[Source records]
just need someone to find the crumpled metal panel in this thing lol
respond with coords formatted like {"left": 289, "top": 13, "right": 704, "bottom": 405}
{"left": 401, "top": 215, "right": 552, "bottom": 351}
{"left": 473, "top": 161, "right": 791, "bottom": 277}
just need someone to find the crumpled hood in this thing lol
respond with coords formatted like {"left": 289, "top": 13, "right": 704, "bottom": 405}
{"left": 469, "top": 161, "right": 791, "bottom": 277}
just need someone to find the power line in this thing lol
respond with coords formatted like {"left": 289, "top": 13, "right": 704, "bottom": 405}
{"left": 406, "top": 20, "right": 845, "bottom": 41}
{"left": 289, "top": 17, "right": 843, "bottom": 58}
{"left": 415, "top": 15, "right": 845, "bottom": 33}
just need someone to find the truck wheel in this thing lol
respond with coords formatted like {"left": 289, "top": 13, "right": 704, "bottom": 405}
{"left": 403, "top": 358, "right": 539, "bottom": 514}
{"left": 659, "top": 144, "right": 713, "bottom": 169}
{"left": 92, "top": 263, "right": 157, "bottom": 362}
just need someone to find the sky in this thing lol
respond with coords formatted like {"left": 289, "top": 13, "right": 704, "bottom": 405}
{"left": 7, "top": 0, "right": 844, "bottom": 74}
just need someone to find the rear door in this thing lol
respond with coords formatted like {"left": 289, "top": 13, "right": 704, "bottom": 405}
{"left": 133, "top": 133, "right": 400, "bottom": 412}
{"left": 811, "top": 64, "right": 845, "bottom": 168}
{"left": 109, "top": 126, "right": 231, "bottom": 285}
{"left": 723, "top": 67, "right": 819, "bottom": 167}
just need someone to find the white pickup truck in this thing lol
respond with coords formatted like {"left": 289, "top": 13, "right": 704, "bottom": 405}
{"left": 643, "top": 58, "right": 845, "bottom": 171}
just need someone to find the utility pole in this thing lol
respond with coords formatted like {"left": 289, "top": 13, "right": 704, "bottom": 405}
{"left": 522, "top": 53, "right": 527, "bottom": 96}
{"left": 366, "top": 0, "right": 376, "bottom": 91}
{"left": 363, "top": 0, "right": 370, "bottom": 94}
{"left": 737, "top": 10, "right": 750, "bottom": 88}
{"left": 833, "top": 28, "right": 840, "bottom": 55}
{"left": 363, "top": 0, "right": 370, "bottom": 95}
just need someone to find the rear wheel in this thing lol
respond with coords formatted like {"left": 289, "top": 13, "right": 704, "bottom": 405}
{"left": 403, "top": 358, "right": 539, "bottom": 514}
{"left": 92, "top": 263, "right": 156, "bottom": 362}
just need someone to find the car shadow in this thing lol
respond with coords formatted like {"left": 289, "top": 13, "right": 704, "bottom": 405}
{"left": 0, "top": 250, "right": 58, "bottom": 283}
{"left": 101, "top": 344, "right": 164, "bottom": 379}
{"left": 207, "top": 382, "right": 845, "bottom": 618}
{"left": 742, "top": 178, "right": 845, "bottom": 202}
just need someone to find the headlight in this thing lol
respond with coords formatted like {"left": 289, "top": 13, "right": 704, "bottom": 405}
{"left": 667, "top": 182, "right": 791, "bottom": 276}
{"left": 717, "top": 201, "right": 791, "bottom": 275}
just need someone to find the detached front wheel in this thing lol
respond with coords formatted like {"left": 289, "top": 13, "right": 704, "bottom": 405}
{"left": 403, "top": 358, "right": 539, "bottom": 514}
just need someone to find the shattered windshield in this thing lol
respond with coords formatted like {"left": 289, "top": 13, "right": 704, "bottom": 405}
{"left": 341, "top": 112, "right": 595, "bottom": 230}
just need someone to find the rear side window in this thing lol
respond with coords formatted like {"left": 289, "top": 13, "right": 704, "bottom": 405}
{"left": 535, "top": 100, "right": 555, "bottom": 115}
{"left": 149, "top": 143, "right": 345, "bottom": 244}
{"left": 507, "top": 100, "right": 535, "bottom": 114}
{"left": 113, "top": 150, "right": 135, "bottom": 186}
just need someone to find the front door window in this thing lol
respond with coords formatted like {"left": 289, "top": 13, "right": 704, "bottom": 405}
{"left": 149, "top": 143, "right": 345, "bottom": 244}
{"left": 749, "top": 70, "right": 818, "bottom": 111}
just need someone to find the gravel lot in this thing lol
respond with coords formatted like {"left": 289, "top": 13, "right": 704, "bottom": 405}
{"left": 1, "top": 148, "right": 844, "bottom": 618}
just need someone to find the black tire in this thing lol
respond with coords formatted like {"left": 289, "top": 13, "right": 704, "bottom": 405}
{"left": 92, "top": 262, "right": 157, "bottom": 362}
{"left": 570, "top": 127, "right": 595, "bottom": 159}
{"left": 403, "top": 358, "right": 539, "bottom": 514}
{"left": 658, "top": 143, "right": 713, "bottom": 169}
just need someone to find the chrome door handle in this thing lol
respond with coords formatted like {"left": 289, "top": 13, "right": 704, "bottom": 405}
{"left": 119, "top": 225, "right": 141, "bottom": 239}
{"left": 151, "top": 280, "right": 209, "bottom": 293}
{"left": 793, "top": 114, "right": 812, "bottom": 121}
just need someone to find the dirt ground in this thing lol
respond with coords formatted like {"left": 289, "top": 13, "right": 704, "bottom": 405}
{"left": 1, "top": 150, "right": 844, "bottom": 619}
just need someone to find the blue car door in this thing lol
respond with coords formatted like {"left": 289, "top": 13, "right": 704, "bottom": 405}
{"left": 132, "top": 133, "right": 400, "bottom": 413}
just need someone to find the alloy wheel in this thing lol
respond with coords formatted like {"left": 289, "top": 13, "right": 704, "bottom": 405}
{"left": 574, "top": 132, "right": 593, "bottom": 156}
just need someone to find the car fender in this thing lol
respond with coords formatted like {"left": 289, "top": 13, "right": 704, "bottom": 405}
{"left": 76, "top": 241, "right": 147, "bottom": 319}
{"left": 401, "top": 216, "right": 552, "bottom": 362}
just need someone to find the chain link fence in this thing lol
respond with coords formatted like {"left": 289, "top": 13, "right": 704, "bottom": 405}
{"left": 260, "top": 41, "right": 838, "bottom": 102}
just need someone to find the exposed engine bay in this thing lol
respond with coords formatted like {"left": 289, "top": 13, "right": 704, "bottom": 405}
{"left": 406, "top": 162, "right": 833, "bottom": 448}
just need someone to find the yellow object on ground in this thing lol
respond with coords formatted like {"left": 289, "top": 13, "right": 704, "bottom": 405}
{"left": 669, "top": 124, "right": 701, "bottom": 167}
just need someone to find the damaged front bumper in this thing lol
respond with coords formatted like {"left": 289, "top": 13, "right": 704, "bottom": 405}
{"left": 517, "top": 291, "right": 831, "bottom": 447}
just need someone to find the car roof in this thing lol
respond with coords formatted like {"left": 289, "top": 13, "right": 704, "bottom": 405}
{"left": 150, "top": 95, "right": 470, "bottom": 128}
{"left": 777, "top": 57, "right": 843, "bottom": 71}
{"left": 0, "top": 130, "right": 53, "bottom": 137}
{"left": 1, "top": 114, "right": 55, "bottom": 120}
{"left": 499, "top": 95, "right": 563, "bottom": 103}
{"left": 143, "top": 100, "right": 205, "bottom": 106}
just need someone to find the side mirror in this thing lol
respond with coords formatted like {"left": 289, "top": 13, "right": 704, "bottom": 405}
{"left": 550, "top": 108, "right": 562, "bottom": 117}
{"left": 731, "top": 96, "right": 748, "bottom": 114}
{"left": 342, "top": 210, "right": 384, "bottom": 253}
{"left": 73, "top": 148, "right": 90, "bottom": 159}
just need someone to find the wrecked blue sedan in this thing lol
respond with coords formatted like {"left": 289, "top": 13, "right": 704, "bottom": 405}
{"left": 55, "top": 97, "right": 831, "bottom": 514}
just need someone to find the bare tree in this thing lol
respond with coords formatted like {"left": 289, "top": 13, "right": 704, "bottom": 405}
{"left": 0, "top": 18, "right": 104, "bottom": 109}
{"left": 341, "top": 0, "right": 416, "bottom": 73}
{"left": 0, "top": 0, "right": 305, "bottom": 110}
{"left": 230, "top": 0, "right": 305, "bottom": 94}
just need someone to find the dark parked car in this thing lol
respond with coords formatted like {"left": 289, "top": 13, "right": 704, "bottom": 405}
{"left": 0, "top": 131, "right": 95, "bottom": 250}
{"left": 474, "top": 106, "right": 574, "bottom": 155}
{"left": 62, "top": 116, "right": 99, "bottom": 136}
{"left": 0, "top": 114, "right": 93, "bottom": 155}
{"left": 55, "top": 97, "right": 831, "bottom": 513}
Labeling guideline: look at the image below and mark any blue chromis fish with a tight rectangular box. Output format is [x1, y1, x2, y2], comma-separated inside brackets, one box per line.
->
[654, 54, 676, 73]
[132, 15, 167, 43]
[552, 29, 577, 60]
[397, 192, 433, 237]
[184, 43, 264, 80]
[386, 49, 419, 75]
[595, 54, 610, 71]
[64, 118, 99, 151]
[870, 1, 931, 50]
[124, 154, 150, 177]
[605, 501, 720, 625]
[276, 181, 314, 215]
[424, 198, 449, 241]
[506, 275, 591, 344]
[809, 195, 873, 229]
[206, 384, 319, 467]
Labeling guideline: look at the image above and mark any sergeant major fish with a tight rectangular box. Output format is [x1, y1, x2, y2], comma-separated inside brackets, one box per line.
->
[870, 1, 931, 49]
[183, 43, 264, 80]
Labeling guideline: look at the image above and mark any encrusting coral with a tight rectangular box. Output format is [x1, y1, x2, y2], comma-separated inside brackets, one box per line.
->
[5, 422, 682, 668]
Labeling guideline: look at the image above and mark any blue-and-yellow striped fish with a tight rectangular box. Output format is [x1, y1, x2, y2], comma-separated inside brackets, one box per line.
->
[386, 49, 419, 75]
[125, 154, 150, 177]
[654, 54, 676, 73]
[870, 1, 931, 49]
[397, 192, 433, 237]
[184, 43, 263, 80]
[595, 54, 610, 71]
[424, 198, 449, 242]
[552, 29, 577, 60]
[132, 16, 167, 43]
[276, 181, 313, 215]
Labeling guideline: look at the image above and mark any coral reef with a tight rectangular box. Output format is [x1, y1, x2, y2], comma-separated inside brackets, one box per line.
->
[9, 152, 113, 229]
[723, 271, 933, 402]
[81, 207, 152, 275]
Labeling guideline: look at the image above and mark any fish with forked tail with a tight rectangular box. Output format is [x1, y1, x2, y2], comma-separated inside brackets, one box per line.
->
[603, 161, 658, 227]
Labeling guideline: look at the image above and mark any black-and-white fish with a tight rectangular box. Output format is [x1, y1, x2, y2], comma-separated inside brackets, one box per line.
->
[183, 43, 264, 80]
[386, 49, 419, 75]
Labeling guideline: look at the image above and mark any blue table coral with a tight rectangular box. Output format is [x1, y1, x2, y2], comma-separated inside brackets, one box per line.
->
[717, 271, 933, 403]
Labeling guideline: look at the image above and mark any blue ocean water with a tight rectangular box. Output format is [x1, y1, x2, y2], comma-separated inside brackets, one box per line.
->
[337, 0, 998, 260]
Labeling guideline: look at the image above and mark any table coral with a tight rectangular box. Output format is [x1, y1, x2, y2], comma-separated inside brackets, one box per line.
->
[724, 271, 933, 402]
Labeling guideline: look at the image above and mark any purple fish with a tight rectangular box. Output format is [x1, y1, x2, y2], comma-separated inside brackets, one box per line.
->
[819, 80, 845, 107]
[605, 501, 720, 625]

[Assignment]
Locate the word "rear" in the entries, and copy every line where it is found.

[Answer to the problem]
just need someone to find the rear door in this thing lol
just need someone to find the rear wheel in this thing lol
just need someone to find the rear side window in this thing lol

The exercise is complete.